**Excerpt to read**
# # # # #

Provide more than one activity at each station. Some people typically spend more time at stations than other people. In this traffic light station suggestion we’re making everyone spend a set time at each station.
Share your Ideas
We’d love to hear your feedback if you use these ideas, and how they worked out for you. We’d also be interested in finding out what other station resources you’d find helpful.
On a Personal Note
We’ve both been busy with our Advent and Christmas writing in the last couple of months. Even as we write this Seed Disperser, the finishing touches are still underway to some of our Advent and Christmas resources.
Each writing our own material, we had one day where we were both writing and without the other knowing, each wrote on the topics of uncertainty and God with us.
Andrew from Taking Flight Advent Week 3…
Where I live there is also a prevailing atmosphere of uncertainty. This often finds expression in anxiety and irritability which have the effect of cutting through the joy of the season. With daily news of the global pandemic, not to mention the climate crisis, people are longing for some certainty. But the reality is that we’re living through tough times of change with unknown outcomes. In these situations, the one thing we do not have is certainty. And we will not have certainty in the foreseeable future. The question is, “How will we react?”
and
This is the story of God with us. We tell it and retell it. Immanuel has come. “God is here to help you” (Isaiah 12.6).

# # # # #

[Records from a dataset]
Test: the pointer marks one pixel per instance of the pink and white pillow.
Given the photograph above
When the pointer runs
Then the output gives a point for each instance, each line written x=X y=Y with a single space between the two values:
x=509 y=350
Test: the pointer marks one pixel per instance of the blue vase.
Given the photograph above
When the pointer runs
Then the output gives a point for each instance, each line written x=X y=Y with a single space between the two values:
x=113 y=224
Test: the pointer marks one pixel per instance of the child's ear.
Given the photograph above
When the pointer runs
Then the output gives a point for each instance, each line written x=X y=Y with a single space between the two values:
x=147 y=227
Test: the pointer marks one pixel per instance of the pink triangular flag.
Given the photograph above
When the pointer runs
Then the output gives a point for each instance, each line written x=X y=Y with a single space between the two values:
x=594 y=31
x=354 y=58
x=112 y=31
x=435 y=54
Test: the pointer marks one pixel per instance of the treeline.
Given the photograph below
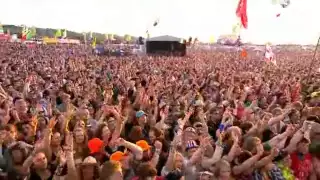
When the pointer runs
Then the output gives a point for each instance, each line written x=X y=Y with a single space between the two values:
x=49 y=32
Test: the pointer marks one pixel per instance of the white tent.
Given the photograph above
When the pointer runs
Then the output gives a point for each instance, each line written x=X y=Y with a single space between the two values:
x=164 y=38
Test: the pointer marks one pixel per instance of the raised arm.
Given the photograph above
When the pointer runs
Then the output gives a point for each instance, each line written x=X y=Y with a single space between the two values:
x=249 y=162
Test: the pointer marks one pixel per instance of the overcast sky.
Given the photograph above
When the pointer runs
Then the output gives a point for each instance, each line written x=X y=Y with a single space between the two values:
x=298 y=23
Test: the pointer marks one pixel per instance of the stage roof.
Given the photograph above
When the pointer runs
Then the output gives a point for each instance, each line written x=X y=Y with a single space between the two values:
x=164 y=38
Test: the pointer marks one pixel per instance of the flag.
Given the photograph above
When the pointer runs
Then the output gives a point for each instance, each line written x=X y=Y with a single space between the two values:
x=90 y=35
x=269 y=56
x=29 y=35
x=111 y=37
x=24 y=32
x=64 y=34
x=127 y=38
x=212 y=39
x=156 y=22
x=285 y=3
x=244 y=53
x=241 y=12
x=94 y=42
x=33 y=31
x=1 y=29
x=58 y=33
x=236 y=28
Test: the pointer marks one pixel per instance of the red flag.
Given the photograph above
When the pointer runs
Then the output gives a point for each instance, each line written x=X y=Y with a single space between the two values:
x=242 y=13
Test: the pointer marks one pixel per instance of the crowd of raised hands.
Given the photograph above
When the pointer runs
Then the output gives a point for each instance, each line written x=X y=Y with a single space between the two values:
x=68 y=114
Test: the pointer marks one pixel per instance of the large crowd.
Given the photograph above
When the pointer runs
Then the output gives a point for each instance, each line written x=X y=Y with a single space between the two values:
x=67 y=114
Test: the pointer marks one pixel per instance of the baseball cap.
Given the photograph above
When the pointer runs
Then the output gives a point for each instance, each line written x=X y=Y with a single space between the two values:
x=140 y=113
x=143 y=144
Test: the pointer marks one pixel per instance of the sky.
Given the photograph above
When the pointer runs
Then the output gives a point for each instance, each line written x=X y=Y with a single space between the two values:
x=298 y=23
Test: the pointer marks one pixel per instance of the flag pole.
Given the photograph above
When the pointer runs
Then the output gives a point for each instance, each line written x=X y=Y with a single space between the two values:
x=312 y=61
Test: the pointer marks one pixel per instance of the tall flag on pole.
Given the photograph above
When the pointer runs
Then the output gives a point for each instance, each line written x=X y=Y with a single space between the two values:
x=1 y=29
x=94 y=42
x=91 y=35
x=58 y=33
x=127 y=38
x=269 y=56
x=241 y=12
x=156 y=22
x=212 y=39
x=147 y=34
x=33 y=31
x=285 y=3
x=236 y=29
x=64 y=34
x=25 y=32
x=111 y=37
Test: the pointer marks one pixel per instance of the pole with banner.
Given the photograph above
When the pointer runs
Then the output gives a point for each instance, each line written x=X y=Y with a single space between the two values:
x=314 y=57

# # # # #

**Task requirements**
a. Retype the part of the Seed Disperser excerpt starting at "Provide more than" and ending at "you’d find helpful.".
b. Continue the Seed Disperser excerpt from its last sentence onward.

**Results by task**
a.
Provide more than one activity at each station. Some people typically spend more time at stations than other people. In this traffic light station suggestion we’re making everyone spend a set time at each station.
Share your Ideas
We’d love to hear your feedback if you use these ideas, and how they worked out for you. We’d also be interested in finding out what other station resources you’d find helpful.

b.
And we sing it: “Joy to the world the Lord has come”; “Peace on earth and mercy mild”; “Love came down at Christmas, love all lovely, Love divine.” As we tap into the words and the tunes, they become more than just songs. Something happens. Faith is rekindled. Hope grows. Joy surfaces. And we know, we just know, that God is here to help us. The sun begins to shine through the clouds of uncertainty, and we become aware a presence providing us the help and resources we need to carry on. This is the Good News of Christmas. God is here to help us!
Caroline from the introduction to Twelve Days of Christmas…
When I started writing, I wondered if I might be creating a resource nobody would want or need. Then Delta entered our country and suddenly we faced the reality of normal life being upturned for several months. Uncertainty had arrived. I’m putting the finishing touches to Twelve Days of Christmas in the beginning of November. Even now, with only a few weeks until Christmas Day, there can be no certainty about this Christmas. The cries of people wanting certainty ring around me. I have listened to hundreds of Christmas carols, songs, and hymns as inspiration. You can link to my selections in the playlist section. In part, because I’ve been immersed in the Christmas story through these Christmas songs old and new, I have captured for myself something of the timeless and enduring message of hope, peace, joy and love that ‘God With Us’ brings.
There is much we can relate to that is uncertain and challenging in the story of the first Christmas. We are not the first generation to live through turbulent times. We may not have certainty, but we are not alone. Christmas is the celebration of ‘God With Us’. This is the certainty we can hold on to in the darkest of days.
May Immanuel, ‘God With Us’, be present in your Christmas experiences this year.
On the journey
Andrew and Caroline
Kereru Publishing – Resourcing Christian Spirituality
The story of the Kereru is a metaphor for the church in New Zealand and in the western world. Our dream is to provide resources to engage, encourage and inspire a generation of seed dispersers for the Christian faith.
Andrew Gamman and Caroline Bindon are founders of Kereru Publishing. They live among the kereru on the Whangaparaoa Peninsula just to the north of Auckland city in New Zealand.